• [DATA FOR THIS TASK]

——————

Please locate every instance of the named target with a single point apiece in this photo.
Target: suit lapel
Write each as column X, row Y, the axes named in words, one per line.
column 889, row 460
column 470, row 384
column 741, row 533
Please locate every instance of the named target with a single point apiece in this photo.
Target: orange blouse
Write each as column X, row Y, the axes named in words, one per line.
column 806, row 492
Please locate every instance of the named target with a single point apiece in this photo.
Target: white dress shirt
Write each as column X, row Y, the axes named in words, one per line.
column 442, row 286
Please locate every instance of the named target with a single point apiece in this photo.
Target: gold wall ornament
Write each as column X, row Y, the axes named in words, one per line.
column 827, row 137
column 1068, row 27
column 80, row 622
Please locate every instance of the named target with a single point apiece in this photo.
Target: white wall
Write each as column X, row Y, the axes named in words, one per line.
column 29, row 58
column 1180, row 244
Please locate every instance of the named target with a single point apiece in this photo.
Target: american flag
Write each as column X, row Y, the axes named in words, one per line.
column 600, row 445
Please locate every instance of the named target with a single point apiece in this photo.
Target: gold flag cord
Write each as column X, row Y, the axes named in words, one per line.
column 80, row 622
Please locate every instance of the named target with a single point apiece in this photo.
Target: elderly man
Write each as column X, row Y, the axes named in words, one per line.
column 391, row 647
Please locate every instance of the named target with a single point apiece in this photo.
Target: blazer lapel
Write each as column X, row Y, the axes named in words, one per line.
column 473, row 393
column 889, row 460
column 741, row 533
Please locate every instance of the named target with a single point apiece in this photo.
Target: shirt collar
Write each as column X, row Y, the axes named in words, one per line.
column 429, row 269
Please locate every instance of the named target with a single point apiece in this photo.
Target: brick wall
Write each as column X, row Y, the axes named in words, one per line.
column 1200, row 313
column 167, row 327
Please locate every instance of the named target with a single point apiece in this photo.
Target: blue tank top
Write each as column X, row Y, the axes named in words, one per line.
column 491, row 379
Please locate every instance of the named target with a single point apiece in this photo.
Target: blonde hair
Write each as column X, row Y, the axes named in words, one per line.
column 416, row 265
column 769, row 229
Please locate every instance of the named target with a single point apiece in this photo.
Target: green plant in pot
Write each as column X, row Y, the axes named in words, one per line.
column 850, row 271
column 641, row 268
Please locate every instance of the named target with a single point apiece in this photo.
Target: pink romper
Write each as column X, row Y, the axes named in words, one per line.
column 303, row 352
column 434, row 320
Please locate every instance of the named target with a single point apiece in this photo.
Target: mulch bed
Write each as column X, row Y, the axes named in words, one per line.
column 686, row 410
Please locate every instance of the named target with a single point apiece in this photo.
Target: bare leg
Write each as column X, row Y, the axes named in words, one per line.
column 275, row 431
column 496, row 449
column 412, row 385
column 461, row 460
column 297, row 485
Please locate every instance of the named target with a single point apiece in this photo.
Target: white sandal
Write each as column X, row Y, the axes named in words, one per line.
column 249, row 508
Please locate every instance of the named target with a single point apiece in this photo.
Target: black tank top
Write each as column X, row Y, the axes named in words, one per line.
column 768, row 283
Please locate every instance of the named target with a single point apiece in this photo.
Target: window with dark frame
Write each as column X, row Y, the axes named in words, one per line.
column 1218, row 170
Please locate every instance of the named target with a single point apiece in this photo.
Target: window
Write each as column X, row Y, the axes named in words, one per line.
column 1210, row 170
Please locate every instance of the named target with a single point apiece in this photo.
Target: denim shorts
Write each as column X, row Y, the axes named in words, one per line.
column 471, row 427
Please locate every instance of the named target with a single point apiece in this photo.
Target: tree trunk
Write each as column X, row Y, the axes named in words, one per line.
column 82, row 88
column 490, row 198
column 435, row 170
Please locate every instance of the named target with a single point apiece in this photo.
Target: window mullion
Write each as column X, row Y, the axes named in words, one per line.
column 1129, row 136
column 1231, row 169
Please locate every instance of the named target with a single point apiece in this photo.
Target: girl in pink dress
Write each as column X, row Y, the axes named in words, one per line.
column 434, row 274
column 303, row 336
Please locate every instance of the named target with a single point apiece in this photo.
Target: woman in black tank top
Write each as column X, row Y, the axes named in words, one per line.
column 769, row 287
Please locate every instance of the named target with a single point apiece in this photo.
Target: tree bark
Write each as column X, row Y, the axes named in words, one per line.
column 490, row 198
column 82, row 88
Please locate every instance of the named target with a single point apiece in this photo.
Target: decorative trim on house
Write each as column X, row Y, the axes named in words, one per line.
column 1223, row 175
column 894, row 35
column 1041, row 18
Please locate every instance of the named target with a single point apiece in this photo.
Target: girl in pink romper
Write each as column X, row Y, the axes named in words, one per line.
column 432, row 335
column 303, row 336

——————

• [TASK DESCRIPTION]
Print back all the lines verbatim.

• [RESPONSE BELOW]
Please locate every instance of the named target with a single point apiece in this photo.
Target: suit lapel
Write each as column X, row Y, the axes named in words, one per line.
column 889, row 460
column 470, row 384
column 741, row 533
Please locate every instance of the named target with a single point apiece in this photo.
Target: orange blouse
Write each as column X, row Y, the axes named in words, one per line.
column 806, row 492
Please locate every instance of the named target with a single point apiece in this photo.
Target: white dress shirt
Write each as column X, row Y, the axes named in words, one per line.
column 442, row 286
Please locate every instance of the named target with a single point apiece in this photo.
Target: gold wall ornament
Write each as column X, row Y, the axes named in words, one per line.
column 827, row 137
column 1068, row 27
column 80, row 622
Please locate every instance of the named target with a single point apiece in this photo.
Target: white wall
Write each as column X, row Y, the axes named in words, one per line.
column 29, row 58
column 1180, row 244
Please locate every instance of the named target with a single point apiece in this photo.
Target: american flag
Write each as column X, row Y, the axes named in words, one per line.
column 600, row 445
Please locate every instance of the named target with a single point apiece in this photo.
Target: gold flag cord
Write each as column X, row Y, the axes named in words, one per line.
column 80, row 622
Please locate every instance of the named target with a single point apiece in this photo.
Target: elderly man
Write each as column X, row Y, the axes named in words, one per line.
column 391, row 647
Please locate every instance of the named target with a single point apiece in this photo.
Target: blazer lapel
Write each as column X, row Y, the axes named in words, one per line.
column 473, row 393
column 889, row 460
column 741, row 533
Please locate every instance of the named target with a single point apiece in this photo.
Target: shirt collar
Write each as column X, row Y, the axes named in words, one per line.
column 429, row 269
Please locate every instance of the named target with a single point apiece in this photo.
Target: brick wall
Write each as column X, row Y, the axes named in words, one per line.
column 1200, row 313
column 167, row 327
Please locate every instance of the named target with a single point apiece in this photo.
Target: blue tank top
Write each as column X, row Y, the axes named in words, one per line.
column 491, row 379
Please locate every instance of the named target with a single point apiece in this photo.
Target: blonde hair
Write each as column X, row Y, the axes named in words, one per line.
column 416, row 265
column 769, row 229
Please locate every instance of the named target with a single point apiece in this photo.
Target: green plant in pot
Write each as column X, row Y, the axes named in words, one per line.
column 850, row 271
column 641, row 268
Please locate every instance of the named target with a single point apiece in this photo.
Target: pink romper
Write each as column X, row Y, the axes named in words, one per line.
column 303, row 352
column 434, row 320
Please locate every instance of the named target with a single point apiece in this photo.
Target: mulch bed
Write each as column X, row Y, the axes named in words, one per line.
column 686, row 410
Please locate every instance of the named target with a single point apiece in this photo.
Target: bare leg
Write each as column X, row Y, the axes named in words, one per line.
column 275, row 431
column 496, row 449
column 412, row 385
column 461, row 460
column 297, row 485
Please locate every instance of the named target with a single point apiece in this photo.
Target: white sandal
Write each as column X, row Y, the axes named in words, one per line.
column 249, row 508
Please locate every instance of the named target with a single point apiece in this photo.
Target: black tank top
Write each as column X, row Y, the axes named in words, one per line.
column 768, row 283
Please locate every instance of the named target with a single point apiece in this photo.
Target: window with dark frame
Write each as column X, row Y, the axes named in words, one per line.
column 1218, row 170
Please locate every instance of the named target with a single point apiece in this photo.
Target: window
Write each as column X, row Y, the axes named in words, one per line.
column 1210, row 170
Please locate every instance of the named target with a single point apiece in this photo.
Target: denim shorts
Write each as column X, row Y, the axes named in words, one per line.
column 471, row 427
Please locate every instance of the named target with a single point apiece in this photo.
Target: tree trunk
Write each as column X, row Y, the axes named in words, one per line.
column 82, row 88
column 490, row 198
column 435, row 170
Please locate every instance of the named target with a single point apiece in this photo.
Target: window mullion
Write each as column X, row Y, the axes named in words, one per line.
column 1129, row 136
column 1231, row 169
Please locate every instance of the named target with a single point apiece in this photo.
Target: girl in pink dress
Write each as column X, row Y, the axes named in words, one per line.
column 434, row 274
column 303, row 336
Please locate every instance of the named target with a single point apiece in this photo.
Target: woman in black tank top
Write each as column X, row Y, the axes named in words, one per line.
column 769, row 287
Please locate every instance of the named target with a single point apiece in this photo.
Target: tree bark
Write each as column X, row Y, the axes named in words, one per line.
column 490, row 198
column 82, row 88
Please locate every instance of the named target with a single point apiece in this photo.
Target: decorative trim on house
Write each as column X, row Y, the axes named in words, one per line.
column 1223, row 175
column 894, row 35
column 1041, row 18
Please locate every instance of the named target with a single point apiece in this photo.
Target: girl in pink romper
Write each as column X, row Y, the axes named in words, one per line.
column 432, row 335
column 303, row 336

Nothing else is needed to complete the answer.